→ **Task directions**
Repeat the entries below in full, with every character unchanged.

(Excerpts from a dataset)
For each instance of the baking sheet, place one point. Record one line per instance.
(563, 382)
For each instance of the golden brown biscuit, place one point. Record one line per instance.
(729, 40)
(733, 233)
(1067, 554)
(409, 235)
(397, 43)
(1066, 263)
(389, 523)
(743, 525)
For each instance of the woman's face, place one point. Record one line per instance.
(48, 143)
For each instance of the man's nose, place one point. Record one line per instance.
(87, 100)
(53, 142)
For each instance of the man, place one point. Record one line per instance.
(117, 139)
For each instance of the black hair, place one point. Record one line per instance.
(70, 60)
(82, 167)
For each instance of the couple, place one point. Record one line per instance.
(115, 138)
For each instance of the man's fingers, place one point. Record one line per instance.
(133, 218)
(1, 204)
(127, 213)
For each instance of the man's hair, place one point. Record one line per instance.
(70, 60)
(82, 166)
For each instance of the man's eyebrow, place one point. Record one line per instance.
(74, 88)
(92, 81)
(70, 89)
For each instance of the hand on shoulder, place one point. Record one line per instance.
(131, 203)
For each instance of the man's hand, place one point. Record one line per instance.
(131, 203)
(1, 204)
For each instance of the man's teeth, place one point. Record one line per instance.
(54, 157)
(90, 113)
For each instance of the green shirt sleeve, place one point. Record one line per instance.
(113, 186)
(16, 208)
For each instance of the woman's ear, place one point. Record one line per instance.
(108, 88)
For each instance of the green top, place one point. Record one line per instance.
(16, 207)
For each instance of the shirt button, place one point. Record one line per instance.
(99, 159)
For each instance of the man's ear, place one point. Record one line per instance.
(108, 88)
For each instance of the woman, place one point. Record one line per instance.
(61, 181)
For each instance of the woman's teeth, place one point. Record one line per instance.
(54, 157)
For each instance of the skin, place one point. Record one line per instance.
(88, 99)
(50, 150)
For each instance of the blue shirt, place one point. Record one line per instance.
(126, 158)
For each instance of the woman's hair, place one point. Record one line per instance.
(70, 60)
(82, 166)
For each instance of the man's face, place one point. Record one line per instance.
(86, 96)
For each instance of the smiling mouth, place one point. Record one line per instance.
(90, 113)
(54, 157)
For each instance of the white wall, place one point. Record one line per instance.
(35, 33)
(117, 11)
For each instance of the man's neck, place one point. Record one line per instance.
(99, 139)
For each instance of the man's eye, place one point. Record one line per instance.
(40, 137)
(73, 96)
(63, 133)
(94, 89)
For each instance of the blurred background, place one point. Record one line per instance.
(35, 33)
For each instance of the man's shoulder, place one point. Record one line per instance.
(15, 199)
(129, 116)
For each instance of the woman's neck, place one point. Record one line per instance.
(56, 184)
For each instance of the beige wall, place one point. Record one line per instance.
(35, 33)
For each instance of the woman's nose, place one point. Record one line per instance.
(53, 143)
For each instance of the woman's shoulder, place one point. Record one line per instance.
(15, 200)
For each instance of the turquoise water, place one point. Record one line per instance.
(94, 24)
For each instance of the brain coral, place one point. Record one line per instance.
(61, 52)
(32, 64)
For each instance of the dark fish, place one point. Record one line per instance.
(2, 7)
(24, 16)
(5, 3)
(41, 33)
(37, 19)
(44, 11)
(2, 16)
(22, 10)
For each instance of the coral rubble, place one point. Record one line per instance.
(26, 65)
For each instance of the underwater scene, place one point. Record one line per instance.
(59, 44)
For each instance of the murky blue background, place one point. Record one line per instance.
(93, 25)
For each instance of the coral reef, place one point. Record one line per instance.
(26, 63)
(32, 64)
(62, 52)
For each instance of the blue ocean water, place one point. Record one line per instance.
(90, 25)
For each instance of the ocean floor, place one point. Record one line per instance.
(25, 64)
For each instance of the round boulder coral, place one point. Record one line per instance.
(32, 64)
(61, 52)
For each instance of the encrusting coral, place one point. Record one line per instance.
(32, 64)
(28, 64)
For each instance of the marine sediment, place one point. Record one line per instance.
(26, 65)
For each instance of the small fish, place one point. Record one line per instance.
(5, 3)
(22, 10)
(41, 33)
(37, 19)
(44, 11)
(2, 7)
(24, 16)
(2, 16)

→ **Completed exercise**
For each instance of the baking sheet, place one point. Record one line per instance.
(563, 382)
For each instance of the golden brown biscuit, place one point. Record one line per instance.
(729, 40)
(733, 233)
(1067, 554)
(409, 235)
(397, 43)
(1066, 263)
(389, 523)
(743, 525)
For each instance of the woman's face, place one point. Record one line per instance.
(48, 143)
For each instance of the man's nose, place one point. Record one line per instance.
(87, 100)
(53, 142)
For each instance of the man, place one point. Record one line per instance.
(117, 139)
For each instance of the black hair, place one point. Record one line per instance.
(70, 60)
(82, 167)
For each instance of the couple, place one point. Record one line per instance.
(115, 138)
For each instance of the man's fingers, place one point. Record one line per instance.
(133, 218)
(1, 204)
(127, 213)
For each instance of the man's hair, place one point. Record one line per instance.
(70, 60)
(82, 166)
For each instance of the man's eyebrow, place one point. Record one line per instance.
(74, 88)
(92, 81)
(70, 89)
For each instance of the hand on shoulder, place one point. Record one line per instance.
(131, 203)
For each instance of the man's hand, place one point. Record one line per instance.
(131, 203)
(1, 204)
For each instance of the man's teeth, place one point. Record one line per instance.
(54, 157)
(90, 113)
For each instance of the green shirt sleeve, place one point. Record one line per instance.
(113, 186)
(16, 208)
For each instance of the woman's ear, place one point. Record one line per instance.
(108, 88)
For each instance of the green top, place one point. Record one line per instance.
(16, 207)
For each instance of the shirt button, place one point. Record one line per instance.
(99, 159)
For each instance of the man's ear, place one point. Record one line per instance.
(108, 88)
For each instance of the woman, place one point. Record one line per instance.
(61, 181)
For each instance of the woman's teeth, place one point. Record one line per instance.
(54, 157)
For each instance of the skin, place one point. Record one line per instance.
(88, 99)
(50, 150)
For each instance of the blue shirt, place one point. Record one line per instance.
(126, 158)
For each instance of the woman's hair, place one point. Record one line per instance.
(70, 60)
(82, 166)
For each instance of the man's face, place one point. Record one line per instance.
(86, 96)
For each instance of the smiling mouth, place one point. Record one line per instance.
(90, 113)
(54, 157)
For each instance of the white wall, place one point. Record one line per instance.
(35, 33)
(117, 11)
For each instance of the man's neck, place one point. Record one line per instance.
(99, 139)
For each instance of the man's eye, place one point. Record one line per instance.
(40, 137)
(73, 96)
(63, 133)
(94, 89)
For each instance of the blurred background, place one point. Record one line per instance.
(35, 33)
For each instance of the man's shoulder, place one point. Record one line per instance.
(15, 199)
(129, 116)
For each instance of the woman's neck, place one point. Record one line per instance.
(56, 184)
For each instance of the beige wall, place one point. Record one line per instance.
(35, 33)
For each instance of the woman's nose, place one point. Record one line per instance.
(53, 143)
For each instance of the woman's shoulder, place one point. Record one line per instance.
(15, 200)
For each instance of the turquoise water, place one point. Record one line per instance.
(94, 24)
For each instance of the brain coral, place one point. Record one line per instance.
(61, 52)
(32, 64)
For each instance of the dark fish, place one point. Record one line per instance.
(2, 7)
(24, 16)
(5, 3)
(41, 33)
(37, 19)
(44, 11)
(2, 16)
(22, 10)
For each instance of the coral rubble, place one point. Record one line per instance.
(26, 65)
For each instance of the underwater scene, place one point. Record one line per instance.
(59, 44)
For each instance of the murky blue background, place one point. Record one line per instance.
(93, 25)
For each instance of the coral reef, place one point. Record one line per instance.
(26, 63)
(32, 64)
(62, 52)
For each instance of the blue ocean water, place one point. Record one line per instance.
(90, 25)
For each instance of the ocean floor, place one point. Record one line per instance.
(25, 64)
For each instance of the round boulder coral, place one point. Record one line per instance.
(32, 64)
(61, 52)
For each instance of the encrusting coral, place one point. Record one line per instance.
(32, 64)
(28, 64)
For each instance of the marine sediment, place one point. Record one line per instance.
(26, 65)
For each instance of the small fish, place one point. Record one line per instance.
(5, 3)
(22, 10)
(41, 33)
(37, 19)
(44, 11)
(2, 7)
(24, 16)
(2, 16)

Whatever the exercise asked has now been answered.